● WHAT YOU SHOULD DO:
Answer these questions using the eye institute news text below.
(a) Who heads LVPEI's Centre for Rare Eye Diseases?
(b) What share of all unions in India are estimated to be consanguineous marriages?
(c) Mutations in which single gene cause CHED?

● SOURCE PASSAGE:
┌──

News from our full member LV Prasad Eye Institute

Some time ago, Anthony Aldave, a celebrated ophthalmologist and the director of the Corneal Genetics Laboratory at the Jules Stein Eye Institute in California, visited us at LVPEI. Muralidhara Ramappa, head of LVPEI’s Centre for Rare Eye Diseases, and Tony share an interest in rare, congenital corneal disorders. In the course of their conversations, Murali made an observation: among children with Congenital Hereditary Endothelial Dystrophy (CHED), more boys seemed to be turning up in his clinic than girls. CHED is a rare condition; only 3 out of 100,000 newborns in European populations develop this condition. While the prevalence is higher in south Asia, its rarity still makes it hard to identify a pattern from clinical observation alone.

Tony and his colleagues at the University of California Los Angeles (UCLA) took Murali’s insight forward to test this observation in their lab. What followed exemplifies the spirit of enquiry that defines our work; clinical intuition/observation, leading to laboratory investigation and findings brought back to inform patient care.

Rare diseases

CHED is one of many rare, hereditary conditions that are found at a higher frequency in our region, partly due to consanguinity, the cultural practice of marrying close relatives in a family (or, in genetic terms, marriage between two people who share a common ancestor). The practice is prevalent in the Middle East, South and South East Asia. In India, consanguineous marriages account for an estimated 10% of all unions and are associated with a higher risk of genetic disorders including rare ocular genetic
disorders like CHED. CHED is caused by mutations in a single gene, SLC4A11, which leads to increased oxidative stress, corneal cell dysfunction, and eventual cell death. The disease follows an autosomal recessive pattern–a child must inherit two copies of the mutated gene, one from each parent, to develop the condition.

└──

(Point localization data)
┌──

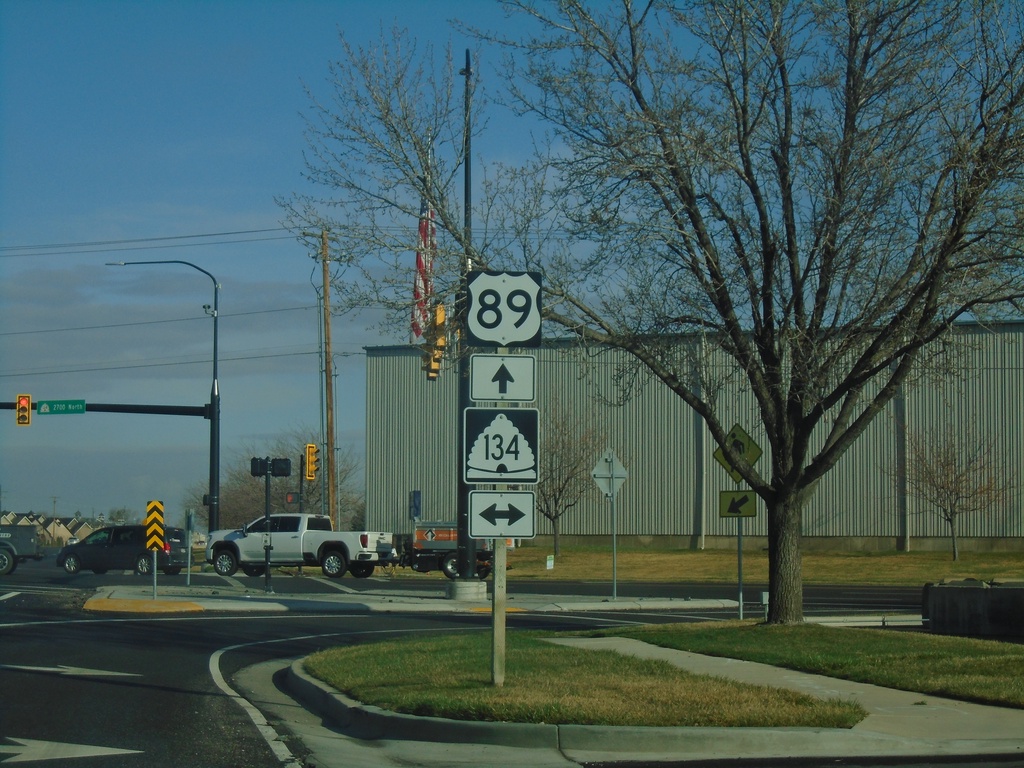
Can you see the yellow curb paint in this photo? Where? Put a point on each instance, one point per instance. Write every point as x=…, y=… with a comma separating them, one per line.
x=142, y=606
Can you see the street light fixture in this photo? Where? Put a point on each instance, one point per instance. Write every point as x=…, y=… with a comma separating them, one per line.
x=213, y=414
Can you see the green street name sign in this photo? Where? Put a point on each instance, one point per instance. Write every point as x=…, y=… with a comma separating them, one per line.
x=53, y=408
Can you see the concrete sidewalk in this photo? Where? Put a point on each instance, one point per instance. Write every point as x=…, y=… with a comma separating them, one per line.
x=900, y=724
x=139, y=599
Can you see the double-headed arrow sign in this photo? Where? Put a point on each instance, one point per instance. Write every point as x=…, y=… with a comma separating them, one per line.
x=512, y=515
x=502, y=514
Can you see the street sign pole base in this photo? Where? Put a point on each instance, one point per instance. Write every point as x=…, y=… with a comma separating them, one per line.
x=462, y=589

└──

● EXERCISE RESULT:
(a) Muralidhara Ramappa
(b) About 10%
(c) SLC4A11